* START *

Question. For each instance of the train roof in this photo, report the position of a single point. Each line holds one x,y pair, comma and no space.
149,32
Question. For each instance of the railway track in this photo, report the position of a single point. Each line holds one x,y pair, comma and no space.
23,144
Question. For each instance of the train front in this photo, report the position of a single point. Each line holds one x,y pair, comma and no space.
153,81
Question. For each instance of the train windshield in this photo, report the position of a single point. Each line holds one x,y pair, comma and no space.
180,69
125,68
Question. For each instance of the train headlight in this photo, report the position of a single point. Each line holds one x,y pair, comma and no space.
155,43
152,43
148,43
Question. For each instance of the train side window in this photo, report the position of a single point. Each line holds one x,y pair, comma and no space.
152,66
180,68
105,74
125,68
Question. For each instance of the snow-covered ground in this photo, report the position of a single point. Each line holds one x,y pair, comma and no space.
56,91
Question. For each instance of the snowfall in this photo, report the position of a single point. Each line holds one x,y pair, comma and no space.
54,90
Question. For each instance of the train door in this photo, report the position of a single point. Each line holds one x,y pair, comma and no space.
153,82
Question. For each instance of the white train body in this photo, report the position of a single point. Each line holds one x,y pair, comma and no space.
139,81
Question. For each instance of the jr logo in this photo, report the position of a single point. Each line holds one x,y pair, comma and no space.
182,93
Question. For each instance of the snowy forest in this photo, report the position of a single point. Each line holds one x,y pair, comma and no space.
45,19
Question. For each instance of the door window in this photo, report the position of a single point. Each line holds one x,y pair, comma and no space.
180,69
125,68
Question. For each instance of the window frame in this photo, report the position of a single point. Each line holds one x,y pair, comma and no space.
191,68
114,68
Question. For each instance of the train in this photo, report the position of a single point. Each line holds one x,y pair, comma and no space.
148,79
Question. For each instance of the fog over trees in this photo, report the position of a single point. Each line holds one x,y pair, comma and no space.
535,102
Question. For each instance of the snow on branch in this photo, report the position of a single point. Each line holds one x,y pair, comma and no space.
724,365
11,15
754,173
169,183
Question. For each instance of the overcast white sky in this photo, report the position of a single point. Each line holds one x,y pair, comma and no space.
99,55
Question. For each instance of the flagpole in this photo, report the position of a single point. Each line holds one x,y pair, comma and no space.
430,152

* END *
* START *

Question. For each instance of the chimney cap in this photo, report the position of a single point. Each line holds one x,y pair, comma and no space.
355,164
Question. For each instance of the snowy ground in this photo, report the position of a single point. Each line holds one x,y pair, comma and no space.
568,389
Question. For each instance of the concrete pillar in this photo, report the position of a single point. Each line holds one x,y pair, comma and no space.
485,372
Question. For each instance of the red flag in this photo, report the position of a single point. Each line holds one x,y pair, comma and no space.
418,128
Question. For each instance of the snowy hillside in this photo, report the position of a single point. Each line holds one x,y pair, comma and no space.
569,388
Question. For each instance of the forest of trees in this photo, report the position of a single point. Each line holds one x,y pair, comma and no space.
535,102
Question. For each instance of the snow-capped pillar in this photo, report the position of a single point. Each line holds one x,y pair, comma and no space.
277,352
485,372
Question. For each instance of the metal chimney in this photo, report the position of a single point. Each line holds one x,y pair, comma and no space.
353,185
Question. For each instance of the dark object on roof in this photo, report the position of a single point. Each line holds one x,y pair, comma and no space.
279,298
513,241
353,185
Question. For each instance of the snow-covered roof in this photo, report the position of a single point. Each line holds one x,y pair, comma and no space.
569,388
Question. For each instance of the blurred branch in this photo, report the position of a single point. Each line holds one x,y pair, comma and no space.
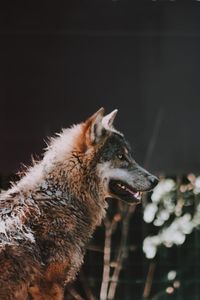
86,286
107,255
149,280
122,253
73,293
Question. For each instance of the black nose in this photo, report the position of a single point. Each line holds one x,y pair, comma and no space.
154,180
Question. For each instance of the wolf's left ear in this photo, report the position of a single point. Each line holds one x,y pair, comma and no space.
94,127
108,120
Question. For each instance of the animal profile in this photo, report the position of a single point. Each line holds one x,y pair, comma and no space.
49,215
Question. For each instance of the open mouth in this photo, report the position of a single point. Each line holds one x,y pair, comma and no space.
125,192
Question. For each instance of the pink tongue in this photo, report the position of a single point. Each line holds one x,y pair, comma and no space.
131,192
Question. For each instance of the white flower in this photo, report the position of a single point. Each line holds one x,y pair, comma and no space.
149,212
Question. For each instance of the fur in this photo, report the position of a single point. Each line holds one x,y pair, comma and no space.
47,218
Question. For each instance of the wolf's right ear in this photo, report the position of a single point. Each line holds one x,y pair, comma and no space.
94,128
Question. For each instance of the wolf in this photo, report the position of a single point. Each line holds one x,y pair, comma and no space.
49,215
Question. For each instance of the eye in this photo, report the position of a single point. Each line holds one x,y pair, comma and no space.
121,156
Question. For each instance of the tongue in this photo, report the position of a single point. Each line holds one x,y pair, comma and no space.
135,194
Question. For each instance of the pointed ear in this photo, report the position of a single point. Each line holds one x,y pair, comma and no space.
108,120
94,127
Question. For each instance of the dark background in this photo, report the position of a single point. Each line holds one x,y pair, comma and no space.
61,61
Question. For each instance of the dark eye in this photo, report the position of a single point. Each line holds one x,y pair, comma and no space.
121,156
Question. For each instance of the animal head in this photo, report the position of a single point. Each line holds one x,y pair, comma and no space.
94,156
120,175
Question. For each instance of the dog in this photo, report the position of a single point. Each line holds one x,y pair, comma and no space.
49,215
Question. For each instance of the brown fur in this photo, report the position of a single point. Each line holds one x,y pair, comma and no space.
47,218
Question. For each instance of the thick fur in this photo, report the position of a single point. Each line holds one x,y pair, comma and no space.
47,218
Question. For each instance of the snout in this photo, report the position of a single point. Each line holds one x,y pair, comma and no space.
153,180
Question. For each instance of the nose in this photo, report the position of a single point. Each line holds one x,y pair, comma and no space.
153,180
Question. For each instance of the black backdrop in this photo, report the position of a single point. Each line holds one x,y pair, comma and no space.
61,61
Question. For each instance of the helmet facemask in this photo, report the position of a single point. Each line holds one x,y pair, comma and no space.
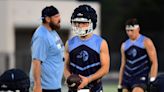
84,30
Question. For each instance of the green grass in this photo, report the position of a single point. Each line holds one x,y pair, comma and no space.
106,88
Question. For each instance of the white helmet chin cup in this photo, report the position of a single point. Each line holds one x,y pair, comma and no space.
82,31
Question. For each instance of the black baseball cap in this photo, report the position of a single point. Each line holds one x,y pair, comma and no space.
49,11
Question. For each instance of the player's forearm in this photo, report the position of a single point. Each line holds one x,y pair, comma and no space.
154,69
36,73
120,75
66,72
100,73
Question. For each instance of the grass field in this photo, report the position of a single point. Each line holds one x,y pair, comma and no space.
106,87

* END *
* START *

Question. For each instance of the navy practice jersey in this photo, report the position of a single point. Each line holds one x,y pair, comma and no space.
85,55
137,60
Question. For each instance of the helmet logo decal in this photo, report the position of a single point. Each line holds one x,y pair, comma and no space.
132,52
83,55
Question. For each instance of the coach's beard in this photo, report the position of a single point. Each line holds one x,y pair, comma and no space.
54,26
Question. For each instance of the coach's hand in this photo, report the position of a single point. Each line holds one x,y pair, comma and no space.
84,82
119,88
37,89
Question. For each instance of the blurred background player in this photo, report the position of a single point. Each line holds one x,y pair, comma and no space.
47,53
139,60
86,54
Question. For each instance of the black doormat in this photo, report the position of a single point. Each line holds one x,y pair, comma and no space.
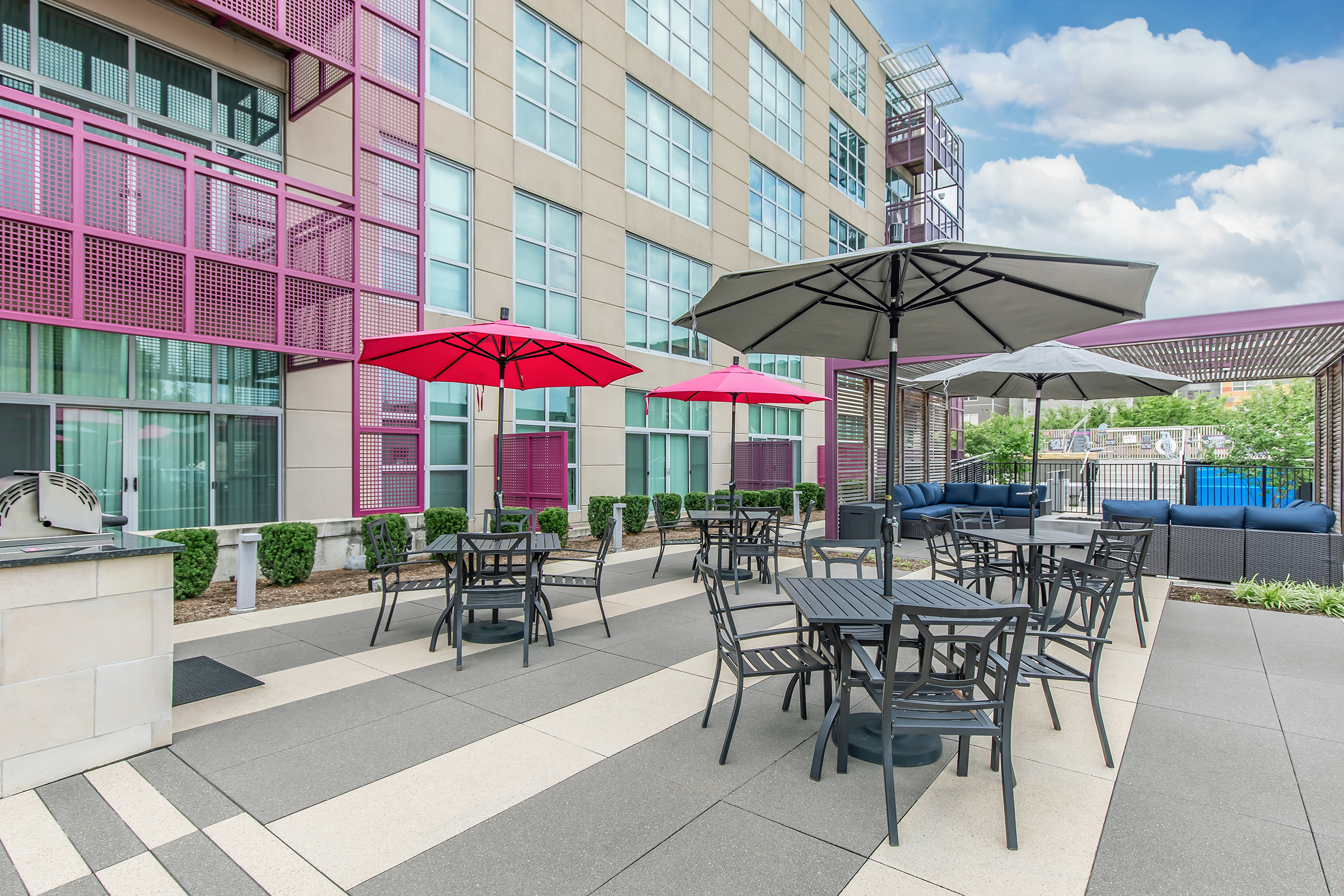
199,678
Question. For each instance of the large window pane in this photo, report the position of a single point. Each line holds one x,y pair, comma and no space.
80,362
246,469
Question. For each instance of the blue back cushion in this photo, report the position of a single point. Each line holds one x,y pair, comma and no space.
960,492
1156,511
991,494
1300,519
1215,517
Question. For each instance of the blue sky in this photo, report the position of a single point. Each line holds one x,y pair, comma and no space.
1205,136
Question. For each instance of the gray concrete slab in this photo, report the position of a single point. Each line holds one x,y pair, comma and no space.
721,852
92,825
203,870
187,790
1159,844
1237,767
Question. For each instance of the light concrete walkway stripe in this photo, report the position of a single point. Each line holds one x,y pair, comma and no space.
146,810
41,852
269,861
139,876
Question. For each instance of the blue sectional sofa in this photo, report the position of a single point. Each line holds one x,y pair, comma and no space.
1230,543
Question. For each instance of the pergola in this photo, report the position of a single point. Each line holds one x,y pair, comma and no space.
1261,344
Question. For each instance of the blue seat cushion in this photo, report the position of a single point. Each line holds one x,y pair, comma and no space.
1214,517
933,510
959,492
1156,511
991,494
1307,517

* END *

**PROBLEM DESCRIPTION**
Locate each line in the entries above that contains the word "grass" and reproduce every such line in full.

**SOLUTION TO THIS PROBLEM**
Question. For each instance of the green grass in this photo, report the position of a single point. Each line holds one x,y pair, comma and no space.
Question. For each instance of the grass field in this photo, report the position of a single point. Each line holds one x,y pair, comma and no space.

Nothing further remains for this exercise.